▸ **Task goal**
Copy out the lines below word for word.

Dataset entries
□ □ □ □ □
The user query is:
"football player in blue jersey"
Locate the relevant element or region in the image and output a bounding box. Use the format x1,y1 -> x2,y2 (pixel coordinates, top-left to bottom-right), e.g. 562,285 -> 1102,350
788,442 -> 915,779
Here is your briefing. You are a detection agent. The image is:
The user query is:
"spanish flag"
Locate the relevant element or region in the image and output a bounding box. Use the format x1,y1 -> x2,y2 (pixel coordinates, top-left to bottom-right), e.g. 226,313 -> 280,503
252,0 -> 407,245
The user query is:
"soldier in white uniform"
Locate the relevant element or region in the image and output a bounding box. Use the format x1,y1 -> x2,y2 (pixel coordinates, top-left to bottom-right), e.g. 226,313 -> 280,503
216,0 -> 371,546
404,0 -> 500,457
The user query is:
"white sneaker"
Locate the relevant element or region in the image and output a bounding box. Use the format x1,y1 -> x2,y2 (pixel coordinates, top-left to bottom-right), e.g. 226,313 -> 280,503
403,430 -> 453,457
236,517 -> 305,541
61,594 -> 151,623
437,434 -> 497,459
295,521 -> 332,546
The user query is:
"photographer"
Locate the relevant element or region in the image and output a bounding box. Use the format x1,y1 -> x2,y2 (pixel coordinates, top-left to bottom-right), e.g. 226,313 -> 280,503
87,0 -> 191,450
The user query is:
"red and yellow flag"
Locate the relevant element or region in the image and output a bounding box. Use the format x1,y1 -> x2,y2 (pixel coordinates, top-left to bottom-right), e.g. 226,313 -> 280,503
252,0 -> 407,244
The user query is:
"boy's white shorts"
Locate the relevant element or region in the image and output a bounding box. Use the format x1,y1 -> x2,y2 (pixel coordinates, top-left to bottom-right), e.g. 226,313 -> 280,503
□ □ □ □ □
▸ **Expected output**
The user query is:
"football player in blue jersey"
Locate the relevant element or region in the image and output a bounding box. Use the format x1,y1 -> x2,y2 (pixel coordinates, top-left to bottom-right), e.g. 562,285 -> 1102,350
788,442 -> 915,779
Here is your briefing. You are a detection agent. The image is:
The user query is:
"spanish flag"
Locate the relevant element or region in the image and output a bounding box. Use the format x1,y1 -> x2,y2 (pixel coordinates, top-left to bottom-right), e.g. 226,313 -> 280,503
252,0 -> 407,245
The user query is:
"soldier in white uniform"
Locate the relevant element or region in the image and output a bounding box. Use the format x1,y1 -> x2,y2 (pixel coordinates, top-left to bottom-right), e.g. 226,313 -> 280,503
216,0 -> 371,546
404,0 -> 500,457
The user query is:
"white sneaker"
Locate the relevant element or region in the image and output a bounding box. Use the format x1,y1 -> x2,y2 (pixel coordinates, top-left to bottom-right), e.g. 226,313 -> 280,503
403,430 -> 453,457
236,517 -> 305,541
61,594 -> 151,623
437,434 -> 497,459
295,521 -> 332,546
The user query is:
"photographer"
Locate the relevant element or region in the image and output a bounding box. Use the format x1,y1 -> x2,y2 (pixel coordinates, top-left to bottom-right), e.g. 226,313 -> 280,503
87,0 -> 191,450
The user query is:
"red and yellow flag"
Locate the relevant element or region in the image and output a bounding box. Use the format x1,y1 -> x2,y2 (pixel coordinates, top-left to bottom-right), e.g. 226,313 -> 280,503
252,0 -> 407,244
The user query is:
"boy's white shorts"
Locate the relevant element or region in the image and output a bounding box. Use the format x1,y1 -> x2,y2 (pixel coordinates, top-left to bottom-right), e.g. 226,313 -> 280,503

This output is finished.